[Excerpted passage]

********************

What I'm looking for is a system in which there is a certain chance of success on 1 vs. 2, and that chance is the same for 2 vs. 4, 3 vs. 6, and so on. Or, failing that, a good workaround like some form of scale shifting, but that's not the primary goal.
In almost any game with die pools based on attributes and skills, like white wolf, someone with an attribute of two is twice as good as someone with a 1.
Quote from: The Worid;389654That's tautological. Of course it works out when you set the percentages to be perfect, but the math behind a percentile system isn't anything special. It's just inverted d20 math; if you tried to roll under your stat on a d20, it's the same as using percentile dice, except that it goes in 5% increments (which percentile games tend to do anyways). Actually, BRP does do what I want: but only through the use of the resistance table, and I'd rather not do table references in the middle of a game.
It does seem like you are rejecting the solutions.
In math terms, for any game that works by (stat + die) or die roll under stat, the result or margin of success isn't going to be proportional if the stats are on a linear scale. They will be roughly proportional if you use a logarithmic scale for stats like HERO, DC Heroes, Torg, or Fudge. (I say roughly because many of these systems don't use their logarithmic scale correctly in all cases, but for most purposes it is fine.)
Any additive dice pool system like Star Wars D6 or target number dice pool like Storyteller will be proportional with a linear scale.
The reason that a strength modifier is not proportional in the way you are thinking it is because there is a base chance of success. No modifier succeeds on a DC 11 50% of the time. If you set Strength to 1 (mod -5), you succeed 25% of the time. If you set Strength to 20 (mod +5), you succeed 75% of the time.
On the other hand, with percentages, there is no base chance to succeed. Set your skill to 1 and you succeed 1% of the time. Set it to 20 and you succeed 20% of the time - twenty times more often if your value is 20 times higher. A percent system, or any roll-under system, is going to give you a linearly proportional increase in success chances as long as you don't throw modifiers into the mix.
Dice pools increase in average hits in a linearly proportional manner. But the chances of achieving success at all do not rise in that manner. One die averages 1/3 of a hit and has a 1/3 chance of succeeding at a basic task. Three dice averages 1 hit, but it only has a 21/27 chance of succeeding at a basic task.

********************

[Data section]
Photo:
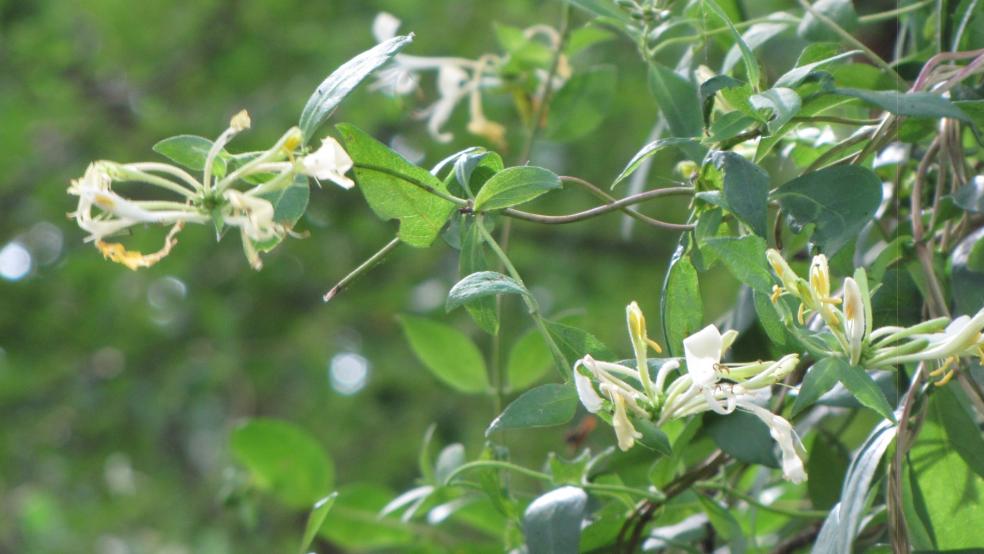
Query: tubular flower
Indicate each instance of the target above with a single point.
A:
(617, 392)
(847, 320)
(456, 79)
(789, 442)
(854, 324)
(103, 212)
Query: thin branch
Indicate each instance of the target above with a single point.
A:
(600, 193)
(413, 181)
(892, 14)
(849, 38)
(363, 267)
(612, 206)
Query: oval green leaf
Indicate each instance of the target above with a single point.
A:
(450, 355)
(544, 406)
(515, 185)
(283, 459)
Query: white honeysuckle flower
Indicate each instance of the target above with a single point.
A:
(820, 278)
(790, 281)
(452, 87)
(624, 431)
(396, 79)
(329, 162)
(591, 400)
(961, 337)
(789, 443)
(237, 124)
(703, 351)
(636, 322)
(384, 26)
(253, 215)
(854, 324)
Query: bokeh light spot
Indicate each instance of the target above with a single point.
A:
(348, 373)
(15, 261)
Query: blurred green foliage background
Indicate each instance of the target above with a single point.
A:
(118, 389)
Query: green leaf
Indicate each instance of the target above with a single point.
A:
(724, 523)
(971, 196)
(953, 412)
(602, 8)
(783, 102)
(544, 406)
(191, 151)
(343, 80)
(841, 525)
(819, 379)
(768, 318)
(524, 52)
(574, 343)
(569, 472)
(283, 459)
(756, 36)
(691, 148)
(841, 11)
(826, 466)
(951, 490)
(482, 285)
(355, 524)
(653, 437)
(728, 126)
(677, 100)
(746, 189)
(966, 284)
(421, 214)
(472, 260)
(910, 104)
(450, 355)
(864, 388)
(315, 520)
(515, 185)
(451, 458)
(744, 437)
(681, 305)
(839, 200)
(745, 259)
(552, 522)
(751, 64)
(798, 74)
(529, 358)
(581, 104)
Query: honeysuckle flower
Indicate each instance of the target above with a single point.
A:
(789, 443)
(703, 351)
(396, 79)
(330, 162)
(854, 323)
(457, 79)
(613, 389)
(636, 322)
(103, 212)
(624, 431)
(591, 400)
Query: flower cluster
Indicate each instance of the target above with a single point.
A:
(103, 212)
(624, 394)
(848, 319)
(457, 79)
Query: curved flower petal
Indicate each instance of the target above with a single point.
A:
(330, 162)
(854, 324)
(384, 26)
(590, 398)
(624, 430)
(789, 443)
(703, 353)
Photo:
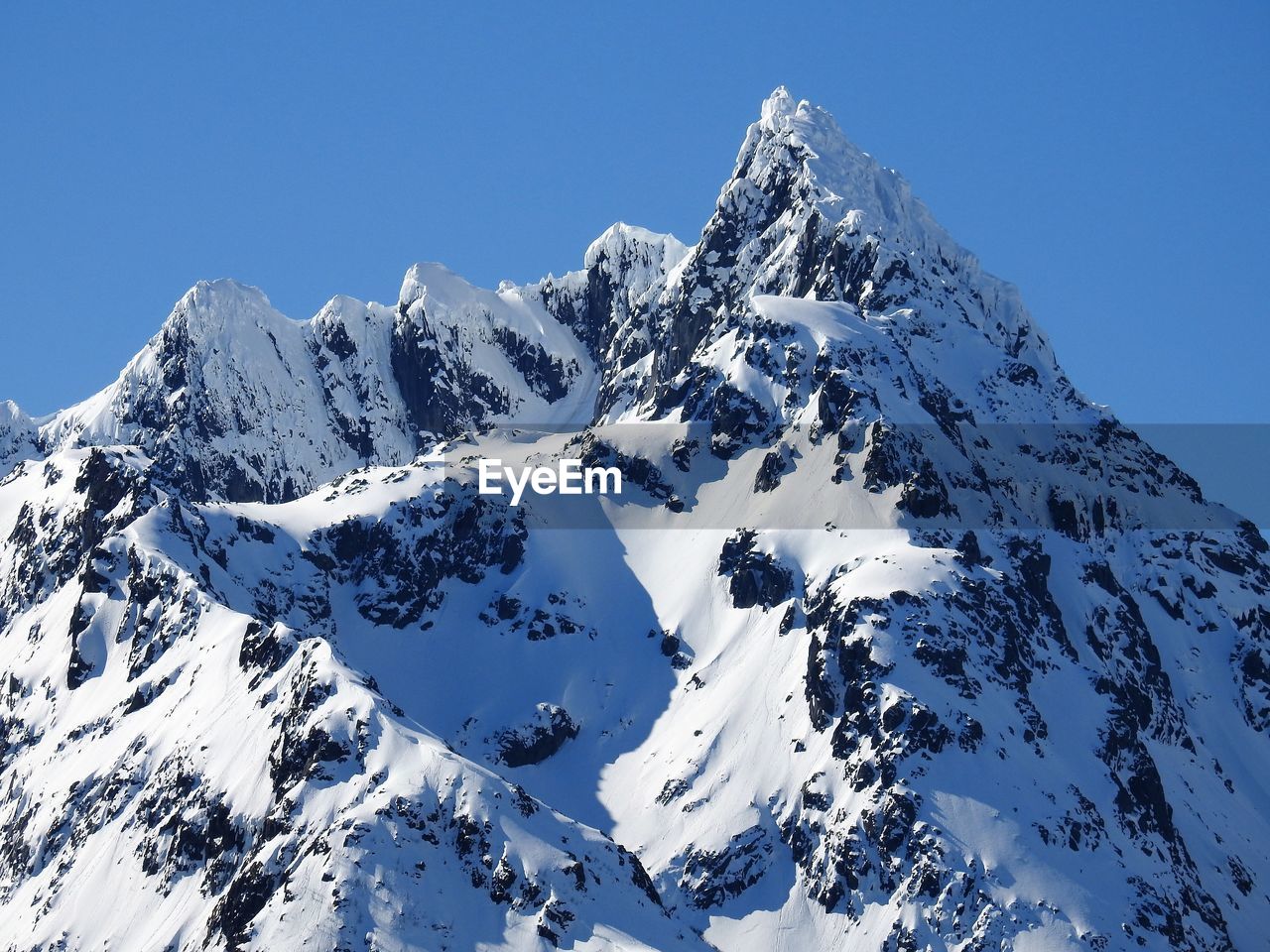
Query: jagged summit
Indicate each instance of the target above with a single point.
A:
(892, 642)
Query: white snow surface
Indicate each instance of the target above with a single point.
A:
(892, 640)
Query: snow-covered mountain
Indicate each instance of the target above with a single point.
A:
(893, 642)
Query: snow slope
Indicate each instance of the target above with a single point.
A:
(892, 642)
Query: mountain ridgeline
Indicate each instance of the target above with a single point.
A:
(928, 651)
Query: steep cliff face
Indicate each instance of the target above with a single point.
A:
(893, 640)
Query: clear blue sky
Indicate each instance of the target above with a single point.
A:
(1110, 159)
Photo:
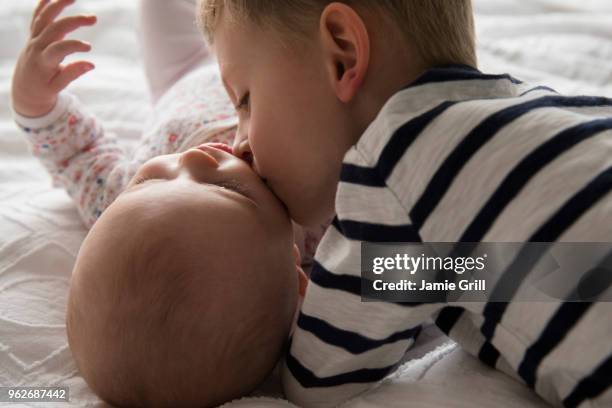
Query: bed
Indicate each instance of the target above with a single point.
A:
(564, 44)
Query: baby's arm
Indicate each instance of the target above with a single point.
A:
(80, 157)
(69, 142)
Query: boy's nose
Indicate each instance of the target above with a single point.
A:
(198, 161)
(242, 150)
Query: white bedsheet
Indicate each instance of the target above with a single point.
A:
(560, 43)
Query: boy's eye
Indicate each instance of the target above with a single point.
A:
(244, 102)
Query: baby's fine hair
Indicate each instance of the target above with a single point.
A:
(442, 31)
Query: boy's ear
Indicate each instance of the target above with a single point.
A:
(346, 48)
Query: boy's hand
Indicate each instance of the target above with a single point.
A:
(38, 76)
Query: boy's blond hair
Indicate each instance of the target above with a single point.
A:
(442, 31)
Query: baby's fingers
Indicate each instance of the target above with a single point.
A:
(45, 13)
(60, 28)
(69, 73)
(57, 51)
(39, 8)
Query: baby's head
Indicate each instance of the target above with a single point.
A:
(185, 289)
(309, 76)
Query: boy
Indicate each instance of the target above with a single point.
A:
(397, 131)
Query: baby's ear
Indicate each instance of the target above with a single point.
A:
(302, 277)
(302, 280)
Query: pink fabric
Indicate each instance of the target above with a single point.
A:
(171, 43)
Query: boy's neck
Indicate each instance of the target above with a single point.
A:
(392, 67)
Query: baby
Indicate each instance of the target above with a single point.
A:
(186, 287)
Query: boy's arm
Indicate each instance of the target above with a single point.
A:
(341, 345)
(80, 157)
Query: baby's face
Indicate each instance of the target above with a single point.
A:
(196, 246)
(297, 128)
(215, 177)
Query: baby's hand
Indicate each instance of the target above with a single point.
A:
(38, 76)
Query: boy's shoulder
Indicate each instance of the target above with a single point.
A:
(462, 101)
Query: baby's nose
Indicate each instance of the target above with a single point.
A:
(242, 150)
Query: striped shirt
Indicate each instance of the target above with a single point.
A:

********************

[Things to do]
• 1. Please return the dice mechanics discussion from "Any additive dice" to "into the mix.".
• 2. Which games does the dice mechanics discussion name as using a logarithmic scale for stats?
• 3. Carry the dice mechanics discussion on from its final sentence.
The listing is separate material from the dice mechanics discussion.

[Exercise answers]
• 1.
Any additive dice pool system like Star Wars D6 or target number dice pool like Storyteller will be proportional with a linear scale.
The reason that a strength modifier is not proportional in the way you are thinking it is because there is a base chance of success. No modifier succeeds on a DC 11 50% of the time. If you set Strength to 1 (mod -5), you succeed 25% of the time. If you set Strength to 20 (mod +5), you succeed 75% of the time.
On the other hand, with percentages, there is no base chance to succeed. Set your skill to 1 and you succeed 1% of the time. Set it to 20 and you succeed 20% of the time - twenty times more often if your value is 20 times higher. A percent system, or any roll-under system, is going to give you a linearly proportional increase in success chances as long as you don't throw modifiers into the mix.

• 2. HERO, DC Heroes, Torg, and Fudge.

• 3.
-Frank
Quote from: FrankTrollman;390280The reason that a strength modifier is not proportional in the way you are thinking it is because there is a base chance of success. No modifier succeeds on a DC 11 50% of the time. If you set Strength to 1 (mod -5), you succeed 25% of the time. If you set Strength to 20 (mod +5), you succeed 75% of the time.
On the other hand, with percentages, there is no base chance to succeed. Set your skill to 1 and you succeed 1% of the time. Set it to 20 and you succeed 20% of the time - twenty times more often if your value is 20 times higher. A percent system, or any roll-under system, is going to give you a linearly proportional increase in success chances as long as you don't throw modifiers into the mix.
Dice pools increase in average hits in a linearly proportional manner. But the chances of achieving success at all do not rise in that manner. One die averages 1/3 of a hit and has a 1/3 chance of succeeding at a basic task. Three dice averages 1 hit, but it only has a 21/27 chance of succeeding at a basic task.
Good point. Though it isn't clear what proportionality refers to. The OP noted that one character is twice as strong as another. That probably means that the average result of their strength (like how much they can bench press) is twice as great. It isn't clear that this means they have twice the chance of success at a given strength-related task.
Regarding percentile systems - it's worth noting that the James Bond 007 system has modifiers to the multiplicative "Ease Factor" instead of linear modifiers. So a difficult task might be multiplier 2 instead of multiplier 5, whereas another percentile system might say something like "-25%". So that system is a little more proportional than other linear roll-under systems.
Re-reading the initial post it may be that the OP is after "proportionality" between the character and an opposing force - the example uses Strength so e.g. an opposed Strength contest he wants something like Strength X vs. Strength Y = X/[X+Y] chance of success.
Die pool systems do give results that are proportional to the statistic, but overall chance of success on an opposed roll doesn't necessarily relate to the above? I've seen the ratio itself used directly in something that might possibly be called an RPG (You Stupid Bitch (http://evilbobdayjob.tripod.com/ysb.html)). I can't see this being practical for running every game function in a system, however.
Quote from: Daztur;389157Hmmmmm, Burning Wheel and d6 sound like they do what you like pretty exactly and ORE does it more or less as well although the probability curve isn't so smooth.
It's been a long time since I've played d6 Star Wars, but I don't think you quite understand what he means here.
If I remember correctly the d6 system instead worked by using a dice pool, so if two characters were performing an opposed test as the OP describes they would both roll their dice pools against each other and the higher would win.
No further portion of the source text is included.